■ TASK BRIEF ■
From the records below, print exactly the lines starting at the one containing "of the tree" and ending at the one containing "the white baseboard", ends included, and nothing else.

[Data excerpts]
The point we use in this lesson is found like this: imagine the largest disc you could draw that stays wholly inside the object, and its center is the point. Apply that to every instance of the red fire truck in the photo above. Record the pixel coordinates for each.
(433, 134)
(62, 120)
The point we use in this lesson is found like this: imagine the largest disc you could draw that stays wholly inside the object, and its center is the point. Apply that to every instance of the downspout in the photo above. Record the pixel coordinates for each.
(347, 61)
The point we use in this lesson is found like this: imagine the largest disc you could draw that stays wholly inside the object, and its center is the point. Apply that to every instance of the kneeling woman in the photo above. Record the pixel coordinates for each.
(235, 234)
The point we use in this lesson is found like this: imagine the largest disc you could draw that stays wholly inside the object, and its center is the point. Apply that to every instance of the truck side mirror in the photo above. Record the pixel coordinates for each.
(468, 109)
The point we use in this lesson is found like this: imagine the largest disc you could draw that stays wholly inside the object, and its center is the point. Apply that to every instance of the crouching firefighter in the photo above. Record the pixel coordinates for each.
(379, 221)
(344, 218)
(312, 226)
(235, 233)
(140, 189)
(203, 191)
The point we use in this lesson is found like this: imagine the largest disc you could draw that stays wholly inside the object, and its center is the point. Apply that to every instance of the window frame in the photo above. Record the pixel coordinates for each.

==

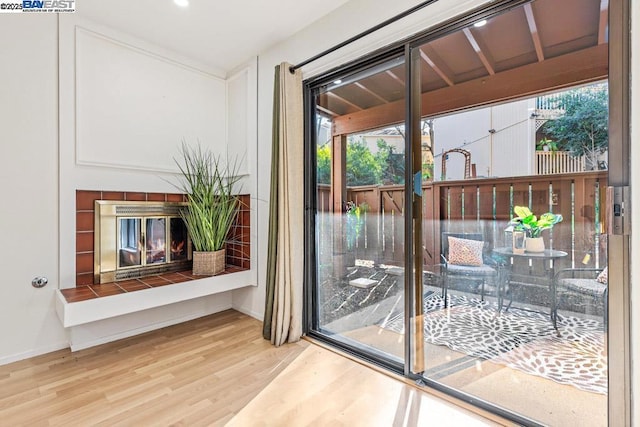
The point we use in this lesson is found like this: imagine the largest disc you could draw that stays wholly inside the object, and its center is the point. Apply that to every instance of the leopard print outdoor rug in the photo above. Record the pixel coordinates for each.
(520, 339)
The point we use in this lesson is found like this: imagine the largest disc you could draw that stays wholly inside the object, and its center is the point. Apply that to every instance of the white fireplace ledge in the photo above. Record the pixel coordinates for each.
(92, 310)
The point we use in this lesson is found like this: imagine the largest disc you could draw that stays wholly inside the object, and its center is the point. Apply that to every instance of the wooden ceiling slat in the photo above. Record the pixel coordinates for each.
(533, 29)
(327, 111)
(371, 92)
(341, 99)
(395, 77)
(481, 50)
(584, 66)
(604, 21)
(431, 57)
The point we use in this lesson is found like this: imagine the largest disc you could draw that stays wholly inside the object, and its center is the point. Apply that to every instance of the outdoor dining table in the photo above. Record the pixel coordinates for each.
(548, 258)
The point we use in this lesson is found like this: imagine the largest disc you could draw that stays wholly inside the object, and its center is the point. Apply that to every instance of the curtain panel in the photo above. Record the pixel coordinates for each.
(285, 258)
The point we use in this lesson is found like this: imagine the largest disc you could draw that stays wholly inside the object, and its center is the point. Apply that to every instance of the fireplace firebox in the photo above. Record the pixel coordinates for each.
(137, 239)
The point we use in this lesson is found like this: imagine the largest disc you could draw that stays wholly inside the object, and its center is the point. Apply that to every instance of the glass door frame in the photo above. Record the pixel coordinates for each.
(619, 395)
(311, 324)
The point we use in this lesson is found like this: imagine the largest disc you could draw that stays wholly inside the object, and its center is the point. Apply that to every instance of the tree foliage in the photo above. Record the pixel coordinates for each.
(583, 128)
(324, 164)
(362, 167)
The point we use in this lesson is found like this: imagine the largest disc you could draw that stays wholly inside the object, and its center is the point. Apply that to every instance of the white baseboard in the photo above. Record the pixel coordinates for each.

■ FINISHED EXERCISE ■
The point we use in this lesson is found like this: imagine the largest disc you could draw that stays wholly inside the object, and its center is the point. Apply that to every instance of the tree foliage in the photo above. Record the pixel coordinates for each.
(583, 128)
(324, 164)
(362, 167)
The point we use in this lesson is found like this: imagine the largest disc you could draw that stays wholly inside the object, and its center is the point. Apply that to every instance of the white baseboard in the photo above. Record the pixel coordinates for each.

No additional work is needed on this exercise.